═════ Supplied text

A mum who tragically lost one of her twin daughters at birth has thanked the maternity staff at the Royal Lancaster Infirmary for their support.
Baby Jessica Woodhouse was stillborn following an emergency caesarean after suffering a placental abruption.
Her sister Bella survived and is now recovering in the hospital’s neo-natal intensive care unit.
And as the NHS marks its 70th anniversary, the twins’ heartbroken mum Emma said the RLI bereavement team and maternity unit were “amazing”.
The agony began for Emma, 27, and husband Paul, 28, early on June 21, just 29 weeks and four days into the pregnancy.
“I went into early labour in the morning,” Emma said.
“We were at the hospital in 10 minutes and 18 minutes later I was on the operating table.
“As they were taking me in they said they couldn’t find a heartbeat in one of the babies.”
Jessica was born at 9.54am weighing just 2lb 3oz, while Bella was born two minutes later weighing 2lb 11oz.
Surgeons tried to resuscitate Jessica for 22 minutes, until Paul had to make the heartbreaking decision for their efforts to be halted.
“I feel glad that I know they did so much to try to help,” Emma said.
After coming round from the surgery, Emma was moved to the RLI’s specialist suite for bereaved parents.
The bereavement team immediately provided the couple with a memory box and also took Jessica’s hand and foot prints and casts and arranged professional photographs.
“They did things we wouldn’t have even thought of to help us make memories,” said Emma.
Emma and professional golfer Paul, who live in Cleveleys Avenue in Scale Hall, spent six days at the unit with Jessica, as well as a night at the mortuary before finally coming home.
The twins were also placed together for a short time.
“They were not identical but when we put them together Bella’s heart rate settled straight away,” Emma said.
“The follow-up care was amazing. Every midwife we saw and every member of staff on neo-natal knew what had happened and they were all really sympathetic.

══════════
═════ Entries provided

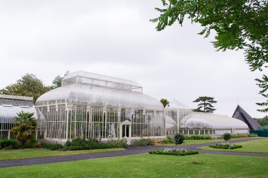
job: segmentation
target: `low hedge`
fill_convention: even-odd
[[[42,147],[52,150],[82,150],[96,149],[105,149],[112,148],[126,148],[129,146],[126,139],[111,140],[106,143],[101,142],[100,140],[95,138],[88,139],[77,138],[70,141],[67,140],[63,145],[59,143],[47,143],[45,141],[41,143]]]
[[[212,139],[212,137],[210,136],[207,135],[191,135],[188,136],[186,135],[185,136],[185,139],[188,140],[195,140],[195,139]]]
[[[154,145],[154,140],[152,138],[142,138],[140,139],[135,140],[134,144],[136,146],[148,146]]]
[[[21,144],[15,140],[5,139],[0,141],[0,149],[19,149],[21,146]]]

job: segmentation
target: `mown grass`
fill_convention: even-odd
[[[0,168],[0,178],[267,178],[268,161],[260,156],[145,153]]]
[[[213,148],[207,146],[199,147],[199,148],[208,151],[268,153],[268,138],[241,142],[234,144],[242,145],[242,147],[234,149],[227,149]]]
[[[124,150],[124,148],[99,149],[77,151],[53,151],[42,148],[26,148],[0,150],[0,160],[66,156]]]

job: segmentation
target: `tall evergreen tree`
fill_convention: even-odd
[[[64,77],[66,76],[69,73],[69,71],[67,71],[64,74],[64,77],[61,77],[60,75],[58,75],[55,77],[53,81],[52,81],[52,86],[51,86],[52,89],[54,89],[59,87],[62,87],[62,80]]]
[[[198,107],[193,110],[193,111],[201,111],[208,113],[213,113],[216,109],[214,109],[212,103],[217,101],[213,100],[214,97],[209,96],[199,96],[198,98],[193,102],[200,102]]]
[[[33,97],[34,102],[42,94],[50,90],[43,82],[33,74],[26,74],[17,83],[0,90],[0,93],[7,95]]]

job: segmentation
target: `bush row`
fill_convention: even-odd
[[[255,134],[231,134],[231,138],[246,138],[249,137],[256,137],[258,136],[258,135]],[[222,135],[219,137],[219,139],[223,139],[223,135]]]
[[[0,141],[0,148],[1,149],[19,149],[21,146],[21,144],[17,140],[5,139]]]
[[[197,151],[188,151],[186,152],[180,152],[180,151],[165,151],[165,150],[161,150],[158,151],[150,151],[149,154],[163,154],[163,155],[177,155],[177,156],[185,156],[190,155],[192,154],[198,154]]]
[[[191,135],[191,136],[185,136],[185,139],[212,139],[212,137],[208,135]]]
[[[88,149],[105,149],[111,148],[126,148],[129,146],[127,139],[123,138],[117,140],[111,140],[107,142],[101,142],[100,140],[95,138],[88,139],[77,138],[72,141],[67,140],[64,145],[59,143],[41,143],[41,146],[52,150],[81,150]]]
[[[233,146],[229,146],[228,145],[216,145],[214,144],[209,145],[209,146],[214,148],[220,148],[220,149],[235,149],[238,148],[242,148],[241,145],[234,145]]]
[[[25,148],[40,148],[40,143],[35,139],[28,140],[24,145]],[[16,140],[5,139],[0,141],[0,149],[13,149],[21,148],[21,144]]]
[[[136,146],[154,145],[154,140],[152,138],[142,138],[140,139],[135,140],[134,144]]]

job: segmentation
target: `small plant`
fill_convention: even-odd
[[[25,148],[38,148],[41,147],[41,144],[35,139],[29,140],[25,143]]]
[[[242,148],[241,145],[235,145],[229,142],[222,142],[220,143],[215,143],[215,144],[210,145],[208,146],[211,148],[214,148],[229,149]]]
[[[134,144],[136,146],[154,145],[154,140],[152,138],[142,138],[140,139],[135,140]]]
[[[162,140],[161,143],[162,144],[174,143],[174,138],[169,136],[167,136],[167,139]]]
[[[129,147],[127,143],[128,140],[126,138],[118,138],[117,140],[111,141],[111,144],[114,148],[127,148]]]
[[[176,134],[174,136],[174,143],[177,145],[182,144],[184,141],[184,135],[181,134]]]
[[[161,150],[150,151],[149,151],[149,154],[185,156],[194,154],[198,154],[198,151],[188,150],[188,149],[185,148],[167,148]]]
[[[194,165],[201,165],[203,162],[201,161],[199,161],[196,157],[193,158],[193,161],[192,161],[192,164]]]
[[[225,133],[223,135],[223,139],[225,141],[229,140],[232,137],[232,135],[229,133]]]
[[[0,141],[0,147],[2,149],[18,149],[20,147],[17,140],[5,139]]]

══════════
═════ Entries provided

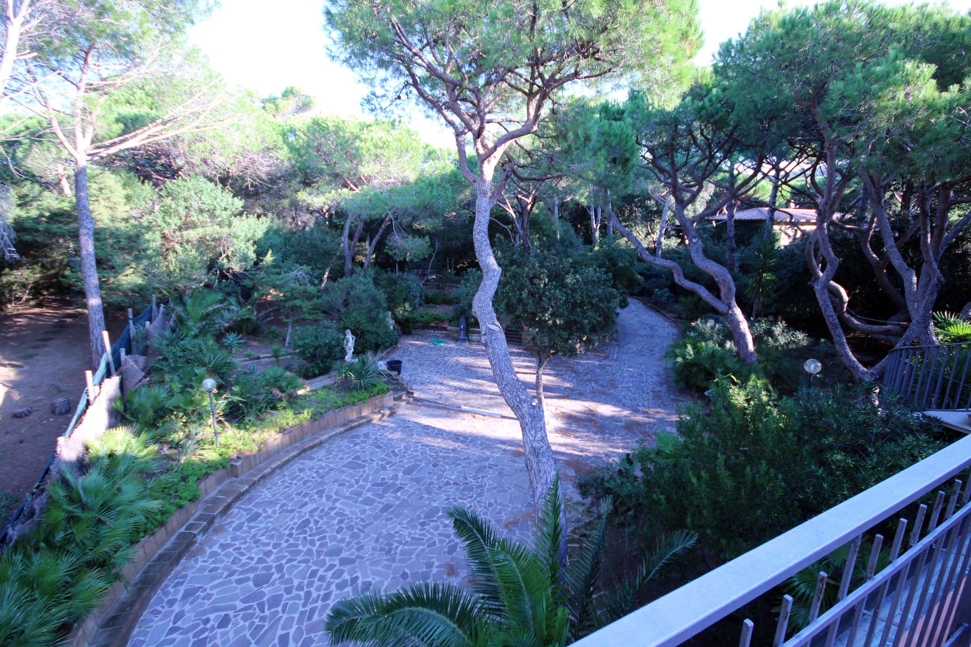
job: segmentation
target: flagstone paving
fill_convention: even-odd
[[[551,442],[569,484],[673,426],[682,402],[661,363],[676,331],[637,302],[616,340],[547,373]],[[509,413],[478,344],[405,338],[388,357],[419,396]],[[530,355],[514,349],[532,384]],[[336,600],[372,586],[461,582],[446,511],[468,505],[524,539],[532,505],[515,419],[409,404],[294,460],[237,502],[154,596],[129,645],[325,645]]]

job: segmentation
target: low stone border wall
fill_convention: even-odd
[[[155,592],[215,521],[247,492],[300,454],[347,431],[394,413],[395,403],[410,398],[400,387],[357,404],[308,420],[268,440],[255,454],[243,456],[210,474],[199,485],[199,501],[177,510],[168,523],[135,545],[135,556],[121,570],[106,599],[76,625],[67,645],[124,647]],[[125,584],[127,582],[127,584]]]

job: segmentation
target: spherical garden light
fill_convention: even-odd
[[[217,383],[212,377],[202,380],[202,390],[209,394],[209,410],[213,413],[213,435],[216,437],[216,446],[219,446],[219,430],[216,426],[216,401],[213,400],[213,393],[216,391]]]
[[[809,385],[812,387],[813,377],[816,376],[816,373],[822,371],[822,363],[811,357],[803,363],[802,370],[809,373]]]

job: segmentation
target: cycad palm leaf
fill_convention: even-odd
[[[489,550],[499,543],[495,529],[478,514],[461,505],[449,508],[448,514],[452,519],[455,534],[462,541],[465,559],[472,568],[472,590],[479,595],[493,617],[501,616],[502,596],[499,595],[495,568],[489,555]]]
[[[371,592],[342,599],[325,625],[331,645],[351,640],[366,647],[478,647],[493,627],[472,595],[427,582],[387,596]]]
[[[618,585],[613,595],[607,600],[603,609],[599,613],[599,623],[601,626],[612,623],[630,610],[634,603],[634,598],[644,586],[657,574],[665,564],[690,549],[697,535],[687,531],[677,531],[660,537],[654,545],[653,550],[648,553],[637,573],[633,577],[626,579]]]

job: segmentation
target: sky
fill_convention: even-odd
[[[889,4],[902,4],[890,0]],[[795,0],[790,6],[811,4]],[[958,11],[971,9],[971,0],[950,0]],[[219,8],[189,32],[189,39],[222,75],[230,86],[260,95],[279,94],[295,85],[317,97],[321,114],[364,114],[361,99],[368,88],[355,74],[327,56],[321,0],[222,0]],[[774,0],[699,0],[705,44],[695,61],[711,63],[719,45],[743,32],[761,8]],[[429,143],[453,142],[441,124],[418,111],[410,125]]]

══════════

Things to do:
1. Please copy the twins article between "Jessica was born" and "a short time.", inclusive, renaming "RLI" to "Royal Lancaster Infirmary".
2. Carry on writing the twins article from the point where it stops.
The lines come from a separate source.

Answers to the exercises:
1.
Jessica was born at 9.54am weighing just 2lb 3oz, while Bella was born two minutes later weighing 2lb 11oz.
Surgeons tried to resuscitate Jessica for 22 minutes, until Paul had to make the heartbreaking decision for their efforts to be halted.
“I feel glad that I know they did so much to try to help,” Emma said.
After coming round from the surgery, Emma was moved to the Royal Lancaster Infirmary’s specialist suite for bereaved parents.
The bereavement team immediately provided the couple with a memory box and also took Jessica’s hand and foot prints and casts and arranged professional photographs.
“They did things we wouldn’t have even thought of to help us make memories,” said Emma.
Emma and professional golfer Paul, who live in Cleveleys Avenue in Scale Hall, spent six days at the unit with Jessica, as well as a night at the mortuary before finally coming home.
The twins were also placed together for a short time.

2.
“Celia, the head bereavement midwife, has been checking up on me every since.
“Paul has also been getting a lot of support.
The couple have both been referred for counselling and have also been given support in helping their three other children – Jack, four, Mikey, three, and one-year-old Nicole – to deal with the loss, particularly Jack.
“He really connected with Jessica and cuddled her,” Emma said. “We have got books which explain death to children and have been given advice on how to deal with it.
“Jack was expecting two babies to come home, so we have had to explain it to him.”
Emma, whose due date was September 2, has been classed as high risk in all of her pregnancies, with Jack also being born at just over 29 weeks.
However, she suffered no health problems throughout her recent pregnancy.
“We knew it was high risk and that they would come early but we didn’t for a second think there would be any problems,” she said. “Throughout my pregnancy I had fortnightly and sometimes weekly scans and constant check-ups with a consultant, but the abruption was very sudden. It all happened so fast but the surgeon was really supportive and explained it all to us.
“The whole team was amazing, including at the mortuary. They couldn’t have done any more really to look after us. Nothing was too much trouble for them.
“We now have memories of a nice week with Jessica.
“I don’t know what we would have done if we had just been left to come home.
“We were expecting to come home with two babies so I don’t know how we would have coped.”
Jessica’s funeral was held at Lancaster & Morecambe Crematorium last Thursday, which was also arranged with the help of RLI staff.
Emma added: “I’m completely heartbroken that we’ve lost her, but I know that everything that was organised and set out for us by the maternity staff will make a massive positive difference to our lives in the future.”